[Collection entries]
· · · · · · ·
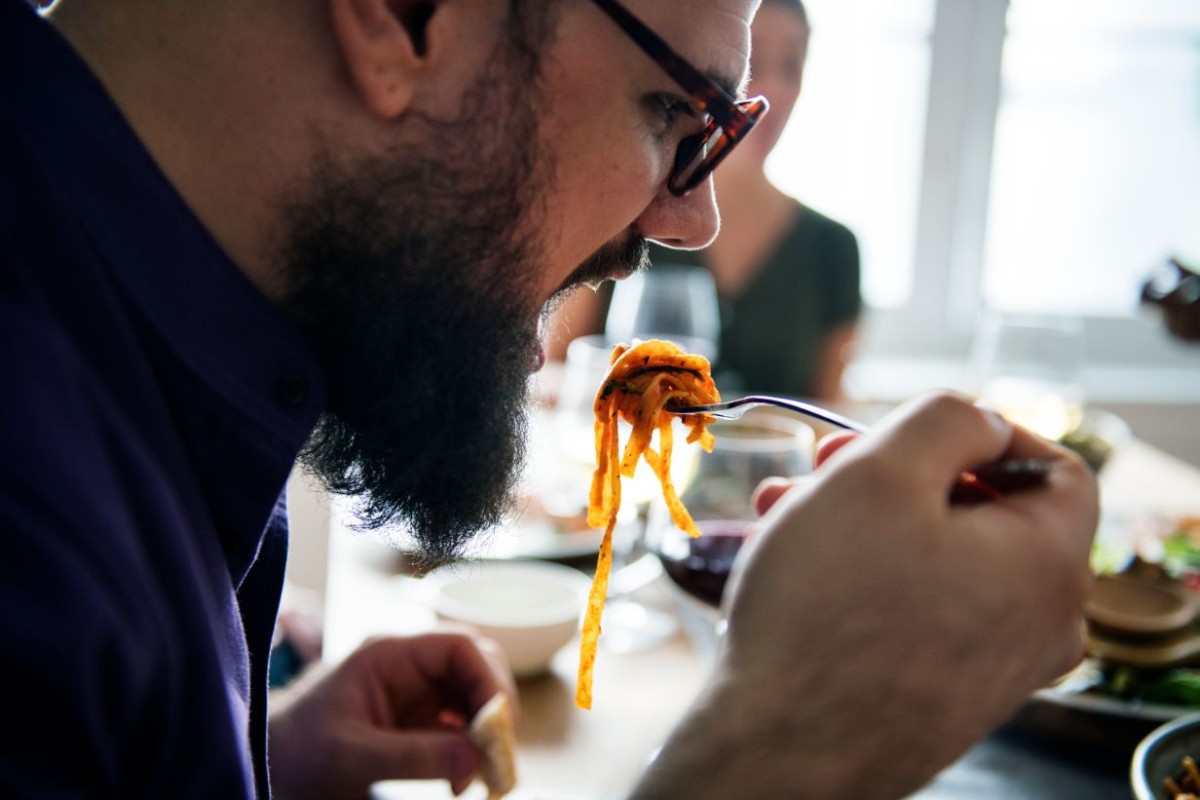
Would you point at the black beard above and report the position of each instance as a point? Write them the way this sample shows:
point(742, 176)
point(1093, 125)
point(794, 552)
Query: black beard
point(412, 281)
· · · · · · ·
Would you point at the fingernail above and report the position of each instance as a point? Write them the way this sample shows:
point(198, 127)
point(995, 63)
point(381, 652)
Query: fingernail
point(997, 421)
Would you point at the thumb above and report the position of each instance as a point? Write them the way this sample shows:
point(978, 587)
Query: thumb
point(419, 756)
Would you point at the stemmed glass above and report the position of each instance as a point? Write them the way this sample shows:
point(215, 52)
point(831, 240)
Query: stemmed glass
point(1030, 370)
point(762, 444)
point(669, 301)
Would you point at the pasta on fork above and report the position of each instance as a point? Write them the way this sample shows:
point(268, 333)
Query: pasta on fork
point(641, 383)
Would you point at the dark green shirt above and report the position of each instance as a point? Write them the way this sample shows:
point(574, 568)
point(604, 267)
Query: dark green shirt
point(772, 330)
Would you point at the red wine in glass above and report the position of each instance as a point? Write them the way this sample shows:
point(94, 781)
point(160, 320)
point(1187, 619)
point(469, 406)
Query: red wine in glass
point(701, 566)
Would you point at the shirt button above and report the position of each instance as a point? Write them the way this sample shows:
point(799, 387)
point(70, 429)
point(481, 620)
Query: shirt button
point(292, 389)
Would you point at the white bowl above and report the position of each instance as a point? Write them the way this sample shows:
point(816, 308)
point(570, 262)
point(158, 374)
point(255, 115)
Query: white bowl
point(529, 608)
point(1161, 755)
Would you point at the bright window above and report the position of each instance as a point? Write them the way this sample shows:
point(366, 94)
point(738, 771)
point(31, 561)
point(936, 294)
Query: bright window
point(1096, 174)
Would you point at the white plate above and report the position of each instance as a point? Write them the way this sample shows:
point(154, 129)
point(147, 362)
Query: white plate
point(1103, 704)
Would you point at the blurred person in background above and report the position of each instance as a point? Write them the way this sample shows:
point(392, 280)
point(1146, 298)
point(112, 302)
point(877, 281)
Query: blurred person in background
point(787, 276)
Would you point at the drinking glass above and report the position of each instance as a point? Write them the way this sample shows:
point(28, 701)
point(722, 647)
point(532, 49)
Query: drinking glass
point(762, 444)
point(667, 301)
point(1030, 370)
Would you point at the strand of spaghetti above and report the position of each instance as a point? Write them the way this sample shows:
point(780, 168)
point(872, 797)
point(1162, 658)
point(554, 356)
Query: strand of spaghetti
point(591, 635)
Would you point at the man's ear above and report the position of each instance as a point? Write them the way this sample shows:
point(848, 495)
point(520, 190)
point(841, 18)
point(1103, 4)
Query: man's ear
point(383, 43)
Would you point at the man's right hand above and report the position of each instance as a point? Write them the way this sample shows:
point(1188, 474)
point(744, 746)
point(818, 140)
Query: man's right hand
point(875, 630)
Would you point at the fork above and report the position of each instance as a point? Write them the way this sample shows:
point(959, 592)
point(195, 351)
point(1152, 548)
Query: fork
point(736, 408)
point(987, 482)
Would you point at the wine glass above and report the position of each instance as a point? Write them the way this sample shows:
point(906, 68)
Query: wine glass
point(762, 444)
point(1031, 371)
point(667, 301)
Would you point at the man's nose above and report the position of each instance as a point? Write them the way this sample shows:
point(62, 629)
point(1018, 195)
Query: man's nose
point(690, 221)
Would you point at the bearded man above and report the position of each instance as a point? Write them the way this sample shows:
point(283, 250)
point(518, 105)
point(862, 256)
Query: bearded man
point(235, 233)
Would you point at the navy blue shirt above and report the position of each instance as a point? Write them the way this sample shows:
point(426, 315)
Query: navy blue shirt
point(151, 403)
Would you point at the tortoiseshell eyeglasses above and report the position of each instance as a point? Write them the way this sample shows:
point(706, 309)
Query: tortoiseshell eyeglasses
· · · · · · ·
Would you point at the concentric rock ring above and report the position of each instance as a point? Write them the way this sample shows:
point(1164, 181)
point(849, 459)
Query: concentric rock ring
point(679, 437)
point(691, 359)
· · · · · · ·
Instructions to follow — The lines above that hold "tortoiseshell" are the result; show every one of them.

Answer for the task —
Would you point at the tortoiseshell eyeglasses above and report the position of each instance as a point? Write them the way this sample shows:
Query: tortoiseshell eyeglasses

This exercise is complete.